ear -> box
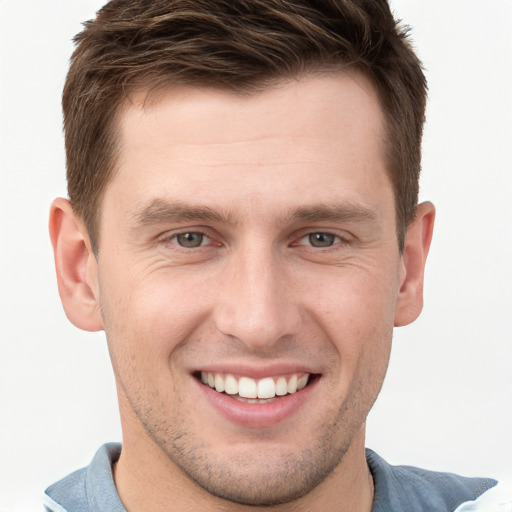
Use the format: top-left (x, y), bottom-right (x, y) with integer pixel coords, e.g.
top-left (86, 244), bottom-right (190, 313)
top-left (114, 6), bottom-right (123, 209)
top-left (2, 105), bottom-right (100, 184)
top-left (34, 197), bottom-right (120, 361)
top-left (50, 198), bottom-right (103, 331)
top-left (395, 202), bottom-right (436, 327)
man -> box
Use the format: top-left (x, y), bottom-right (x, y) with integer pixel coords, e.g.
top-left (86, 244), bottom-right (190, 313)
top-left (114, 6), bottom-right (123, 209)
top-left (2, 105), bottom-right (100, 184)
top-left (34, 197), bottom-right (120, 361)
top-left (46, 0), bottom-right (494, 511)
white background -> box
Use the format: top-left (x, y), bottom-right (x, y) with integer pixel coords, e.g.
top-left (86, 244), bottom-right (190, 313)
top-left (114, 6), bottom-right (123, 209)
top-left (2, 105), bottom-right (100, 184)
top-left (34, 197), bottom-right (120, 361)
top-left (0, 0), bottom-right (512, 512)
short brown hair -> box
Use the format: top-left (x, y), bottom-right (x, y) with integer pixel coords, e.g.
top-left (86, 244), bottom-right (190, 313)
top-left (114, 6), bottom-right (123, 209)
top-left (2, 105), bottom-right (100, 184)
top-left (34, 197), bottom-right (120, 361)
top-left (63, 0), bottom-right (426, 250)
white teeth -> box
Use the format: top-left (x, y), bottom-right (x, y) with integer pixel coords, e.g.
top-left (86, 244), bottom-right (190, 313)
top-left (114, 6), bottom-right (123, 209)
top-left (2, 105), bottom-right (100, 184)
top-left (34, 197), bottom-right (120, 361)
top-left (287, 375), bottom-right (297, 393)
top-left (297, 375), bottom-right (309, 391)
top-left (215, 373), bottom-right (224, 393)
top-left (258, 377), bottom-right (276, 398)
top-left (238, 377), bottom-right (258, 398)
top-left (276, 377), bottom-right (288, 396)
top-left (224, 375), bottom-right (238, 395)
top-left (200, 372), bottom-right (309, 404)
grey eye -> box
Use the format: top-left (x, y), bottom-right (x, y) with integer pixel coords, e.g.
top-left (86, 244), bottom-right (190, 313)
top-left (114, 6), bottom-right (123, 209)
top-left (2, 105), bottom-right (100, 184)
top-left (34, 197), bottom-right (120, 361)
top-left (176, 232), bottom-right (205, 249)
top-left (308, 233), bottom-right (336, 247)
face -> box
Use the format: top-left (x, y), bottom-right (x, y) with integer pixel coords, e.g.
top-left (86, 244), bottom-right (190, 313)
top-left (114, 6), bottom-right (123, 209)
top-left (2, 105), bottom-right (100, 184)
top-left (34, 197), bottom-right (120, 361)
top-left (93, 74), bottom-right (404, 504)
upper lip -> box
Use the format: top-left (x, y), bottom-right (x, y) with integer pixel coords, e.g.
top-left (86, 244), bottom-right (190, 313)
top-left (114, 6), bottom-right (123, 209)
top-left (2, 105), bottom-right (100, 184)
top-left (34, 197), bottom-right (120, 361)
top-left (192, 363), bottom-right (320, 379)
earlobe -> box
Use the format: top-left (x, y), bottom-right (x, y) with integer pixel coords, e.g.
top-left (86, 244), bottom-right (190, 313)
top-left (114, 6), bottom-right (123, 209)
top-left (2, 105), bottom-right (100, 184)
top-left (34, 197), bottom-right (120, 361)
top-left (49, 198), bottom-right (103, 331)
top-left (395, 202), bottom-right (436, 327)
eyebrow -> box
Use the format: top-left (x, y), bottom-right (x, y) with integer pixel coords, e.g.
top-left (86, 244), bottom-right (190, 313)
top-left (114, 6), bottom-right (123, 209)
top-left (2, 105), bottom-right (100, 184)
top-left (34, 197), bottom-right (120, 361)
top-left (132, 198), bottom-right (378, 226)
top-left (290, 202), bottom-right (379, 223)
top-left (132, 199), bottom-right (234, 226)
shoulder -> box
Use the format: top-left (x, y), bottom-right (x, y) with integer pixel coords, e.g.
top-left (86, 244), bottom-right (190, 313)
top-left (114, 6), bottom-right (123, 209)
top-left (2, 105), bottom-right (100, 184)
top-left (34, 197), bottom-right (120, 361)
top-left (366, 450), bottom-right (496, 512)
top-left (455, 482), bottom-right (512, 512)
top-left (43, 468), bottom-right (89, 512)
top-left (43, 443), bottom-right (124, 512)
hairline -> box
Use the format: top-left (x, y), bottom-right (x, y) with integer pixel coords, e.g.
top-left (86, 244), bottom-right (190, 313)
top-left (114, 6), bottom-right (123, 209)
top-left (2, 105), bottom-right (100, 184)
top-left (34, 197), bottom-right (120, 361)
top-left (82, 66), bottom-right (413, 256)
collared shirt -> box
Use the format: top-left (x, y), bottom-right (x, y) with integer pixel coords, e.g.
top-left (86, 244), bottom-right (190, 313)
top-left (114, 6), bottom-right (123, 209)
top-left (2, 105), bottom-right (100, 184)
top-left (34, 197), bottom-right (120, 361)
top-left (44, 443), bottom-right (496, 512)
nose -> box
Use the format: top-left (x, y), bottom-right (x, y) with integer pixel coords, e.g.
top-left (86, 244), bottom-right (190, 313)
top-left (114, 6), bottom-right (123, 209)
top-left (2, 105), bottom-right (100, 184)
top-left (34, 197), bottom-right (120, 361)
top-left (214, 244), bottom-right (301, 350)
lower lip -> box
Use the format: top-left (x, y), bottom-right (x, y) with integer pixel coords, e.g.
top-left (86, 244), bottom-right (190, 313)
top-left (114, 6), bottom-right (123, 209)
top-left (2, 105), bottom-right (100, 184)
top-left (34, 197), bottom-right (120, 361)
top-left (194, 378), bottom-right (318, 428)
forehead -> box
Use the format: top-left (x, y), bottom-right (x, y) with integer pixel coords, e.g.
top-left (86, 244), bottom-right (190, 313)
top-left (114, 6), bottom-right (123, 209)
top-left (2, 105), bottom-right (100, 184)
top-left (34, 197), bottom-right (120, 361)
top-left (106, 71), bottom-right (389, 226)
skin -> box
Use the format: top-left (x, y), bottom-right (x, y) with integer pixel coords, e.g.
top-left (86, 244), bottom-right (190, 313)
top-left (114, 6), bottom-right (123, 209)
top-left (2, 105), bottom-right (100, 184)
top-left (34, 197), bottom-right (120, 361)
top-left (50, 73), bottom-right (434, 512)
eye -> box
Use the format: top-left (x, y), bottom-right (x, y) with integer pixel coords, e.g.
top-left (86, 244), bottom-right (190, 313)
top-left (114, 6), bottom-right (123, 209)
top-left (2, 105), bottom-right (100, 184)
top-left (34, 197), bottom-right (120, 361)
top-left (172, 231), bottom-right (210, 249)
top-left (304, 233), bottom-right (340, 247)
top-left (299, 231), bottom-right (343, 249)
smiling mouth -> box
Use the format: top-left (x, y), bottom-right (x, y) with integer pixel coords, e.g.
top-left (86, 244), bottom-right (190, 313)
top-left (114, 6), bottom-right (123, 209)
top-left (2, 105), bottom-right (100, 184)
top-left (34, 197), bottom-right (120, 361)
top-left (197, 372), bottom-right (314, 404)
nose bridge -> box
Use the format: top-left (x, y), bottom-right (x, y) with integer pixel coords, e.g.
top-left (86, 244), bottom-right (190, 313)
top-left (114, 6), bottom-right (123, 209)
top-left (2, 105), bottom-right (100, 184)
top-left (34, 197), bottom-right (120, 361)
top-left (217, 240), bottom-right (299, 348)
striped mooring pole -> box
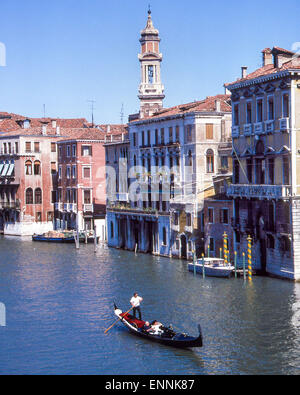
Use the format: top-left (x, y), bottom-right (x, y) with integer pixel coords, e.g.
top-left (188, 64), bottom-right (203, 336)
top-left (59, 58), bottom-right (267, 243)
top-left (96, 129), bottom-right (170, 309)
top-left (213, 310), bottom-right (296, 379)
top-left (247, 236), bottom-right (253, 281)
top-left (223, 232), bottom-right (228, 266)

--- Objective ---
Rewrite the records from the line with "earlobe -> box" up to and including the line with "top-left (44, 443), bottom-right (496, 512)", swapping "shoulder" for "neck" and leaving everything else unchanged.

--- Task answer ---
earlobe -> box
Use the format: top-left (x, y), bottom-right (x, y) with integer pixel coords, e.g.
top-left (86, 244), bottom-right (190, 313)
top-left (114, 6), bottom-right (123, 209)
top-left (2, 105), bottom-right (100, 184)
top-left (34, 197), bottom-right (120, 361)
top-left (49, 198), bottom-right (103, 331)
top-left (395, 202), bottom-right (436, 327)
eyebrow -> box
Use the format: top-left (x, y), bottom-right (x, y) with integer pixel coords, e.g.
top-left (86, 244), bottom-right (190, 313)
top-left (114, 6), bottom-right (123, 209)
top-left (2, 105), bottom-right (100, 184)
top-left (34, 197), bottom-right (120, 361)
top-left (132, 198), bottom-right (378, 226)
top-left (290, 202), bottom-right (379, 223)
top-left (132, 199), bottom-right (234, 226)
neck -> box
Use the format: top-left (x, y), bottom-right (x, y) with integer pixel coords, e.g.
top-left (86, 244), bottom-right (190, 313)
top-left (114, 6), bottom-right (123, 209)
top-left (2, 105), bottom-right (100, 184)
top-left (34, 197), bottom-right (120, 361)
top-left (366, 450), bottom-right (496, 512)
top-left (455, 482), bottom-right (512, 512)
top-left (43, 468), bottom-right (89, 512)
top-left (43, 443), bottom-right (124, 512)
hairline -> box
Use the format: top-left (x, y), bottom-right (x, y) with integer pixel coords, e.g.
top-left (86, 244), bottom-right (190, 313)
top-left (114, 6), bottom-right (123, 209)
top-left (2, 105), bottom-right (100, 184)
top-left (34, 197), bottom-right (120, 361)
top-left (82, 66), bottom-right (413, 256)
collared shirt -> box
Use the format: top-left (x, y), bottom-right (x, y) with integer pixel coords, e.g.
top-left (86, 244), bottom-right (190, 313)
top-left (114, 6), bottom-right (123, 209)
top-left (2, 105), bottom-right (100, 184)
top-left (34, 197), bottom-right (120, 361)
top-left (44, 443), bottom-right (496, 512)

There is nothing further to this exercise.